● **Problem requirements**
Copy the rows starting at the very first line and ending at the line containing "point(21, 277)", both included. Switch "blue" to "green", keep everything else unchanged, and leave the picture out.

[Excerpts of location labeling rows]
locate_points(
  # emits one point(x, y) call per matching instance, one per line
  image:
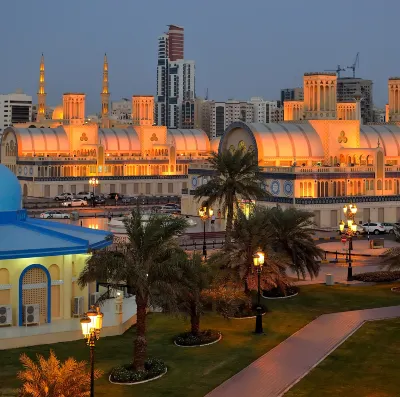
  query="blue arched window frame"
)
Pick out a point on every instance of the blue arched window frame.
point(21, 277)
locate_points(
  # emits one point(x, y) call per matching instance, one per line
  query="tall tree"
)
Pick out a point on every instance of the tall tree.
point(236, 176)
point(235, 261)
point(52, 378)
point(148, 264)
point(291, 232)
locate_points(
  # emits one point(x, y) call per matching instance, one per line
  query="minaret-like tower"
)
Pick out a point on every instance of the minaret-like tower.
point(105, 94)
point(41, 114)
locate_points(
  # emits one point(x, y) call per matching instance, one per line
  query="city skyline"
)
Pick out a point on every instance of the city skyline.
point(239, 53)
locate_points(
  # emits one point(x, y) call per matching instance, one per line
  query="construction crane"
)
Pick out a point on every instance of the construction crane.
point(337, 70)
point(355, 65)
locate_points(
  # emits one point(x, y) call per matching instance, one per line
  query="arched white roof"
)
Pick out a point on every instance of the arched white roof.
point(195, 140)
point(41, 139)
point(215, 144)
point(119, 139)
point(387, 134)
point(280, 140)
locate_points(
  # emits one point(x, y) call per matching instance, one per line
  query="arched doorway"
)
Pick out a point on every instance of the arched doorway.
point(35, 288)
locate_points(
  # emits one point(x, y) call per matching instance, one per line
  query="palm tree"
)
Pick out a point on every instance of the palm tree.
point(147, 264)
point(291, 232)
point(237, 176)
point(235, 261)
point(52, 378)
point(196, 278)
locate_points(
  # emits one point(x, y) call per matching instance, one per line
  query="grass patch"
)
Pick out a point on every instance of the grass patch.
point(366, 365)
point(195, 372)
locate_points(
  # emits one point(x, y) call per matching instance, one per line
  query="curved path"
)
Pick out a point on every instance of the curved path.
point(277, 371)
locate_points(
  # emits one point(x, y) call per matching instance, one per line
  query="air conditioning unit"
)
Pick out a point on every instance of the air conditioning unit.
point(31, 314)
point(78, 309)
point(94, 298)
point(5, 315)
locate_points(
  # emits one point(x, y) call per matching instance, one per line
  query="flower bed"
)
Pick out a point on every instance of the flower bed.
point(125, 374)
point(378, 277)
point(277, 293)
point(187, 339)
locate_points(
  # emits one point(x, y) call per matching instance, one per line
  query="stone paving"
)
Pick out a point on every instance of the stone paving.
point(277, 371)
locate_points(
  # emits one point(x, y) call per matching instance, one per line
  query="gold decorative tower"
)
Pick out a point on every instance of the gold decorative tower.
point(105, 94)
point(41, 114)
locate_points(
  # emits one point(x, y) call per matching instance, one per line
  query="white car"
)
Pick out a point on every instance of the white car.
point(64, 196)
point(75, 203)
point(54, 215)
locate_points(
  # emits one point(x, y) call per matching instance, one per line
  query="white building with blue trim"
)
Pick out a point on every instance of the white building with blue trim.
point(40, 261)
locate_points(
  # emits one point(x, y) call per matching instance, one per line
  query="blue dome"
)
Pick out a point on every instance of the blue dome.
point(10, 190)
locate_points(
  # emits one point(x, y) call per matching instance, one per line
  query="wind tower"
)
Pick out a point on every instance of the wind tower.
point(41, 113)
point(105, 94)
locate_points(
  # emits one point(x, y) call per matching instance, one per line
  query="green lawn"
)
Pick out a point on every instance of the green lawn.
point(195, 371)
point(366, 365)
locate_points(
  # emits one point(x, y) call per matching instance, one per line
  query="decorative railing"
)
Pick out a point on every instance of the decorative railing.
point(346, 199)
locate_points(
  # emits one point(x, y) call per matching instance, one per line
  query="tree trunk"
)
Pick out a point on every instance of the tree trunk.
point(140, 343)
point(229, 222)
point(194, 321)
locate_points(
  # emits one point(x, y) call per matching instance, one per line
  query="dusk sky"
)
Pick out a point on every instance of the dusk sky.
point(241, 48)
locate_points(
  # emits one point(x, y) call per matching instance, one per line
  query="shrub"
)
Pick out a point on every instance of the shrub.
point(280, 293)
point(378, 277)
point(126, 374)
point(203, 338)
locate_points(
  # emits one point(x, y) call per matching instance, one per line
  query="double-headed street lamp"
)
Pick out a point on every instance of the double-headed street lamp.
point(258, 262)
point(349, 211)
point(91, 325)
point(205, 213)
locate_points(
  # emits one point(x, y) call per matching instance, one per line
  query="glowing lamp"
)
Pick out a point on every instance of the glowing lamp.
point(258, 259)
point(85, 324)
point(99, 320)
point(92, 314)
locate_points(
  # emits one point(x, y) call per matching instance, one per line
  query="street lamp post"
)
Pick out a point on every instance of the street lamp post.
point(349, 211)
point(93, 182)
point(91, 325)
point(258, 261)
point(204, 214)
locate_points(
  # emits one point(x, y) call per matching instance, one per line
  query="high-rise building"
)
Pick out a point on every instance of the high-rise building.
point(347, 87)
point(291, 94)
point(176, 42)
point(15, 108)
point(175, 82)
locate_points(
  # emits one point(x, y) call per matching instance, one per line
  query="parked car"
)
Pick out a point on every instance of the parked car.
point(389, 227)
point(99, 200)
point(127, 199)
point(75, 203)
point(112, 196)
point(54, 215)
point(84, 195)
point(359, 230)
point(374, 227)
point(64, 196)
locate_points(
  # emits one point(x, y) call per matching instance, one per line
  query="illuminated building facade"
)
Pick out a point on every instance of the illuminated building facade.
point(321, 157)
point(60, 155)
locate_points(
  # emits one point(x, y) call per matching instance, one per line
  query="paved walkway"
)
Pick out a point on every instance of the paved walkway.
point(278, 370)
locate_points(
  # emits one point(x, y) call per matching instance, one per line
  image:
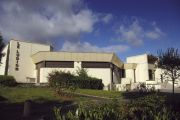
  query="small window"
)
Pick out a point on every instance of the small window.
point(151, 75)
point(123, 73)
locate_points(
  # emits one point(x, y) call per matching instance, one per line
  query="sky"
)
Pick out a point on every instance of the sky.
point(126, 27)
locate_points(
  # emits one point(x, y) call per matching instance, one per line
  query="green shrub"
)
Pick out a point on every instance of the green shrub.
point(7, 81)
point(66, 80)
point(147, 108)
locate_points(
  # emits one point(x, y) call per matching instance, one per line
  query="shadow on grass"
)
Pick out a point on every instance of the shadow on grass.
point(170, 99)
point(134, 95)
point(40, 108)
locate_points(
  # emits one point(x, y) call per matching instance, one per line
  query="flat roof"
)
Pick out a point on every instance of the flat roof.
point(77, 56)
point(30, 42)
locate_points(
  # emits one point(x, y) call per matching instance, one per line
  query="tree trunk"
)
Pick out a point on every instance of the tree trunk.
point(173, 85)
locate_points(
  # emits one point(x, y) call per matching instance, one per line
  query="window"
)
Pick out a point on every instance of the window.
point(123, 73)
point(151, 75)
point(59, 64)
point(95, 65)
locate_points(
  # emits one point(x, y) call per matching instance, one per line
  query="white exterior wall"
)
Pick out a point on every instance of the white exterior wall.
point(101, 73)
point(141, 68)
point(26, 65)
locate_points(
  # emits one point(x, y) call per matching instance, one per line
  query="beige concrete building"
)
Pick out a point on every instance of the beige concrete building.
point(32, 62)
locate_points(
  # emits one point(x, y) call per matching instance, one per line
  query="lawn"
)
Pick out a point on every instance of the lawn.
point(20, 94)
point(100, 93)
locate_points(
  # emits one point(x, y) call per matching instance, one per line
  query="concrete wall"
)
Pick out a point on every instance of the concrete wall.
point(101, 73)
point(25, 64)
point(141, 69)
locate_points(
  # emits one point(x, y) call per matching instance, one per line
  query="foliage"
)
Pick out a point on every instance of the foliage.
point(169, 61)
point(7, 81)
point(1, 46)
point(100, 93)
point(147, 108)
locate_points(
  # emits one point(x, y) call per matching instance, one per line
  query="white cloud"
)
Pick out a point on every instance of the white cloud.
point(135, 33)
point(107, 18)
point(87, 47)
point(44, 20)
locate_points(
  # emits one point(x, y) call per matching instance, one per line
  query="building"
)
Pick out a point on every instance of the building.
point(32, 62)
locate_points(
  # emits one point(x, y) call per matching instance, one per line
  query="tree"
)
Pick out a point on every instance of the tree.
point(169, 61)
point(1, 47)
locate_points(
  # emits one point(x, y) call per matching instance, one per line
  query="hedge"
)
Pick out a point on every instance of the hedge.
point(7, 81)
point(59, 78)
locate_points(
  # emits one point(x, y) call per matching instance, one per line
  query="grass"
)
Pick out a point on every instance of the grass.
point(19, 94)
point(100, 93)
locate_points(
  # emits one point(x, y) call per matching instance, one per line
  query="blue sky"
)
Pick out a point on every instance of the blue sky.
point(126, 27)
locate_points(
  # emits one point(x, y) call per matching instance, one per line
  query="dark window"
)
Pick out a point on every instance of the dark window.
point(95, 65)
point(60, 64)
point(123, 73)
point(40, 65)
point(151, 75)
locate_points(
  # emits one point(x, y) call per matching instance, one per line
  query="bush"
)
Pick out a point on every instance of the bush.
point(146, 108)
point(7, 81)
point(66, 80)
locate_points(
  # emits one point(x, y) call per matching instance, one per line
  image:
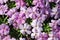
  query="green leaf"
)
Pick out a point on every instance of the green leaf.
point(3, 19)
point(52, 4)
point(28, 20)
point(11, 4)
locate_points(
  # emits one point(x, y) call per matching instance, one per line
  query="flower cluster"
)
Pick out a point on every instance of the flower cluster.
point(29, 19)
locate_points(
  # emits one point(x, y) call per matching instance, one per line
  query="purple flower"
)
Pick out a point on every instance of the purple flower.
point(4, 29)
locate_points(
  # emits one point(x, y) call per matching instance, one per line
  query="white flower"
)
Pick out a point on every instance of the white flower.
point(25, 28)
point(36, 24)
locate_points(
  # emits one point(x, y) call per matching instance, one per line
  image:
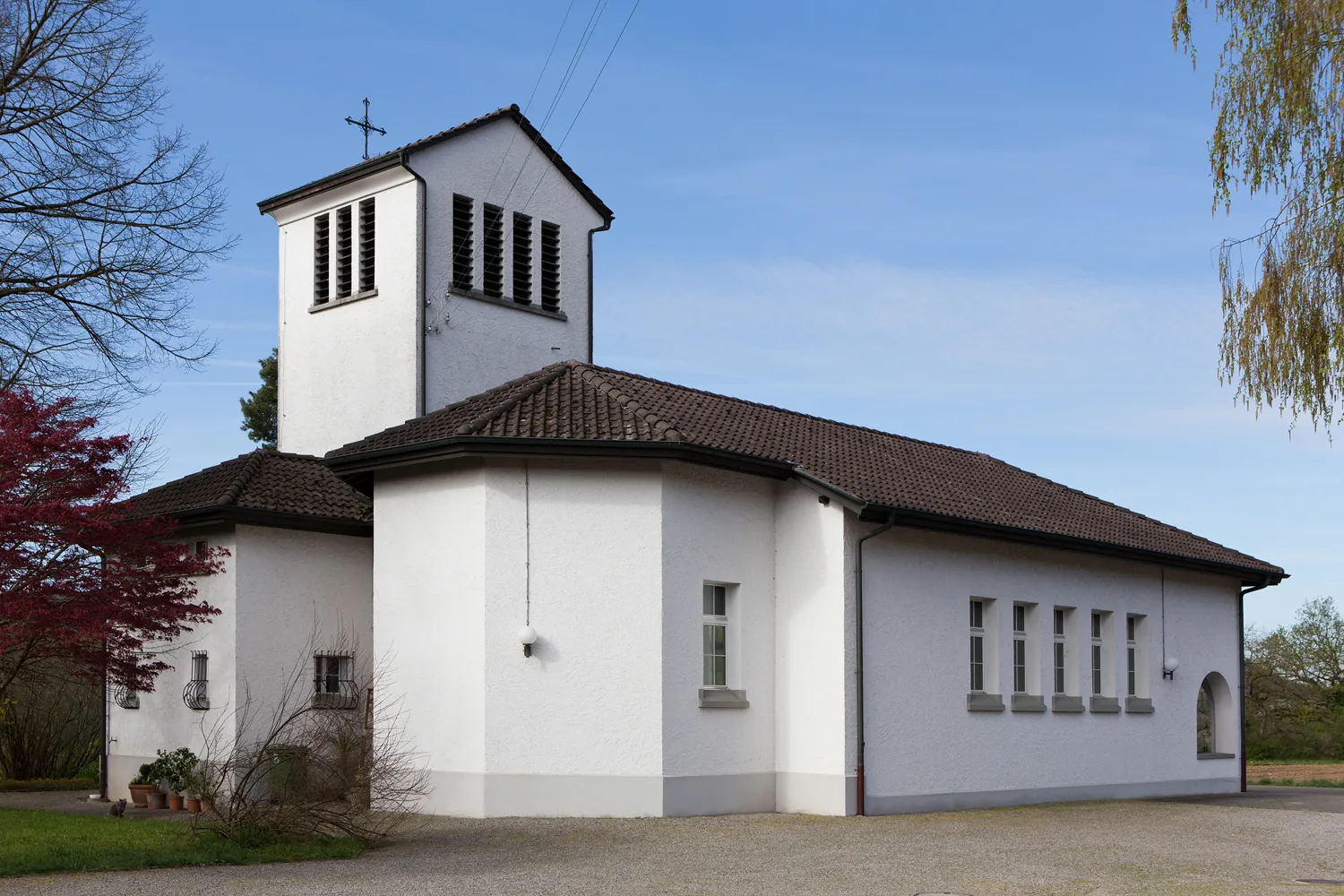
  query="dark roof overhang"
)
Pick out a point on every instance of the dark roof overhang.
point(230, 514)
point(402, 155)
point(358, 468)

● **Solution to this task**
locate_points(
  # emits one point(x, y) call per matching instance, one per line
  image:
  query="green arched window frame"
)
Pick out a point on every instance of the green arched window frame.
point(21, 277)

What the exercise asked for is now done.